■ Your objective: Your answer should hold all lines of the entries that include the word "form".

====== Records for this exercise ======

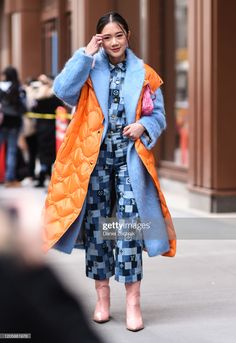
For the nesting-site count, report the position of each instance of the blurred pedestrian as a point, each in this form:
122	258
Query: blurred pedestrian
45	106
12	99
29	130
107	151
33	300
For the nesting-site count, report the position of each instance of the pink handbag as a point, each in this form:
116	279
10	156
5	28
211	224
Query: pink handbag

======
====== Records for this exercise ======

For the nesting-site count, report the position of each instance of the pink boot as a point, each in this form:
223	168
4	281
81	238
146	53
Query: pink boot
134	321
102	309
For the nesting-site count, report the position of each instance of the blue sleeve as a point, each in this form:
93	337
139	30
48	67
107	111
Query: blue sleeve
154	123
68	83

======

■ Solved exercise:
For the nesting-site count, report the position of each instance of the blurred pedestrian as a point, each in this form:
For the nesting-site count, report the position of each instance of the pink handbag as a point, each in this form:
For the nesting-site count, report the position of each instance of the pink boot as a point, each in this form:
For the nesting-site count, report the position of each instance of the blue sleeve as a point, each in this form:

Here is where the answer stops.